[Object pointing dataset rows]
◇ ◇ ◇ ◇ ◇

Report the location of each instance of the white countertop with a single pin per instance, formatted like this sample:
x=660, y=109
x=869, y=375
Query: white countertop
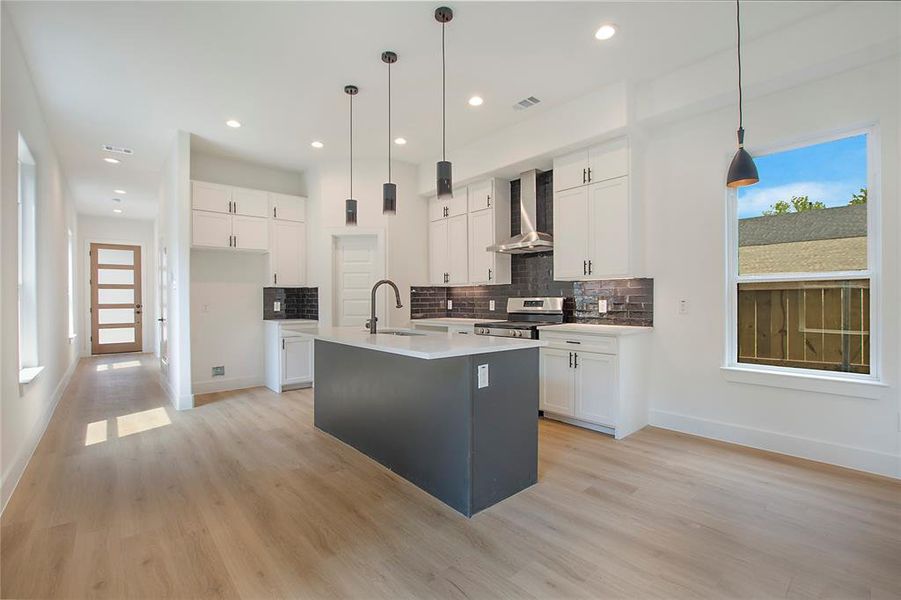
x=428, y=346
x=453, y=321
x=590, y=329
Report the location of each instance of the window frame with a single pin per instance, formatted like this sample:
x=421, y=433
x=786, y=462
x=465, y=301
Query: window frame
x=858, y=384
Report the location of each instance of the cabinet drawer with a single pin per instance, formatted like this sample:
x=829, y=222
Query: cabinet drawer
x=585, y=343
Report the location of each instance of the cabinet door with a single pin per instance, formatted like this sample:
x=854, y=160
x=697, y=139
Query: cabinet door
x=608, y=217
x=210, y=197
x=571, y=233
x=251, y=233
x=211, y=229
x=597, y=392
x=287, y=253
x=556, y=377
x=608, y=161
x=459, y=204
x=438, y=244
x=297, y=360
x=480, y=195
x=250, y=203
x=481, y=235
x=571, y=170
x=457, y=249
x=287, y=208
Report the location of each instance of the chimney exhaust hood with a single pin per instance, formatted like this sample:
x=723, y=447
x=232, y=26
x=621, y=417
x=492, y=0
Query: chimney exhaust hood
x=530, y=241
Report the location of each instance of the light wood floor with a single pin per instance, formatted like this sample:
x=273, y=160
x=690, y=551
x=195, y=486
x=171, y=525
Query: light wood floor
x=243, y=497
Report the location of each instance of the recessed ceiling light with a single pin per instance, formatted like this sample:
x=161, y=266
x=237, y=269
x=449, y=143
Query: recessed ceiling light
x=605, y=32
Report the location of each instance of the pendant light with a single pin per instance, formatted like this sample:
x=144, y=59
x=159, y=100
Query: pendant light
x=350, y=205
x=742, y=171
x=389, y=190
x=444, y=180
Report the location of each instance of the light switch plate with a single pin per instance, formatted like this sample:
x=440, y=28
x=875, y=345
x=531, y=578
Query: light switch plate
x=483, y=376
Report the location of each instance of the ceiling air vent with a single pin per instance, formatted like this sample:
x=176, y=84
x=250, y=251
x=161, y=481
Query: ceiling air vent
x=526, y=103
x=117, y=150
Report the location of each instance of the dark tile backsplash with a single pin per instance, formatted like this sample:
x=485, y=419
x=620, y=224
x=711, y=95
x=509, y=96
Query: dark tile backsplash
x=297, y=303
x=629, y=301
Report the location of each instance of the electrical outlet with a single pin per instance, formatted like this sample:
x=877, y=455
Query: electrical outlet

◇ ◇ ◇ ◇ ◇

Render every line of the data above as a Markdown table with the columns "No." and "Line", omitting blank lines and leaving out the pictures.

| No. | Line |
|---|---|
| 1 | Report the location of each instance of the white countertop with a single pin per instance, formatted like this sample: |
| 2 | x=660, y=109 |
| 3 | x=869, y=375 |
| 4 | Query: white countertop |
| 5 | x=428, y=346 |
| 6 | x=453, y=321 |
| 7 | x=590, y=329 |
| 8 | Report the location of each instance of the window frame with a single pin per instance, formatted like this sample: |
| 9 | x=421, y=433 |
| 10 | x=786, y=462 |
| 11 | x=465, y=301 |
| 12 | Query: window frame |
| 13 | x=858, y=384 |
| 14 | Report the location of each instance of the cabinet drawer with a single pin per instance, formatted like this sample: |
| 15 | x=829, y=222 |
| 16 | Query: cabinet drawer |
| 17 | x=585, y=343 |
| 18 | Report the location of each instance of the cabinet door with a single pin per instance, formatted like this sample: |
| 19 | x=854, y=160 |
| 20 | x=697, y=139 |
| 21 | Query: cabinet door |
| 22 | x=608, y=217 |
| 23 | x=210, y=197 |
| 24 | x=571, y=233 |
| 25 | x=251, y=233 |
| 26 | x=211, y=229 |
| 27 | x=597, y=392 |
| 28 | x=287, y=253 |
| 29 | x=556, y=377 |
| 30 | x=608, y=161 |
| 31 | x=459, y=204 |
| 32 | x=438, y=244 |
| 33 | x=297, y=360 |
| 34 | x=480, y=195 |
| 35 | x=250, y=203 |
| 36 | x=481, y=235 |
| 37 | x=571, y=170 |
| 38 | x=457, y=249 |
| 39 | x=287, y=208 |
| 40 | Report the location of each instance of the chimney exhaust hood with a single pin per instance, formatted like this sample: |
| 41 | x=723, y=447 |
| 42 | x=232, y=26 |
| 43 | x=621, y=417 |
| 44 | x=492, y=0 |
| 45 | Query: chimney exhaust hood |
| 46 | x=530, y=241 |
| 47 | Report the location of each instance of the light wood floor with a single pin per instance, formatted like this sample: |
| 48 | x=273, y=160 |
| 49 | x=690, y=551 |
| 50 | x=195, y=486 |
| 51 | x=171, y=525 |
| 52 | Query: light wood floor |
| 53 | x=243, y=497 |
| 54 | Report the location of each instance of the recessed ceiling light with a single pin per instance, formatted like this sample: |
| 55 | x=161, y=266 |
| 56 | x=237, y=269 |
| 57 | x=449, y=143 |
| 58 | Query: recessed ceiling light |
| 59 | x=605, y=32 |
| 60 | Report the location of each instance of the pendant light with a single pin per instance, formatted like this sample: |
| 61 | x=144, y=59 |
| 62 | x=159, y=100 |
| 63 | Query: pendant light |
| 64 | x=350, y=205 |
| 65 | x=742, y=171 |
| 66 | x=389, y=190 |
| 67 | x=444, y=180 |
| 68 | Report the location of each instance of the light switch plate with a single pin per instance, formatted like this sample: |
| 69 | x=440, y=28 |
| 70 | x=875, y=345 |
| 71 | x=531, y=578 |
| 72 | Query: light switch plate |
| 73 | x=483, y=376 |
| 74 | Report the location of each instance of the ceiling air vent with a single pin per instance, formatted like this sample: |
| 75 | x=176, y=84 |
| 76 | x=250, y=251 |
| 77 | x=161, y=481 |
| 78 | Query: ceiling air vent |
| 79 | x=526, y=103 |
| 80 | x=117, y=150 |
| 81 | Report the location of each instance of the dark tile backsplash with a single pin per instance, formatted like this sample: |
| 82 | x=485, y=419 |
| 83 | x=620, y=224 |
| 84 | x=711, y=95 |
| 85 | x=509, y=96 |
| 86 | Query: dark tile backsplash |
| 87 | x=297, y=303 |
| 88 | x=629, y=301 |
| 89 | Report the location of each instance of the electrical outlet with a single pin per instance, formatted like this sample: |
| 90 | x=877, y=455 |
| 91 | Query: electrical outlet |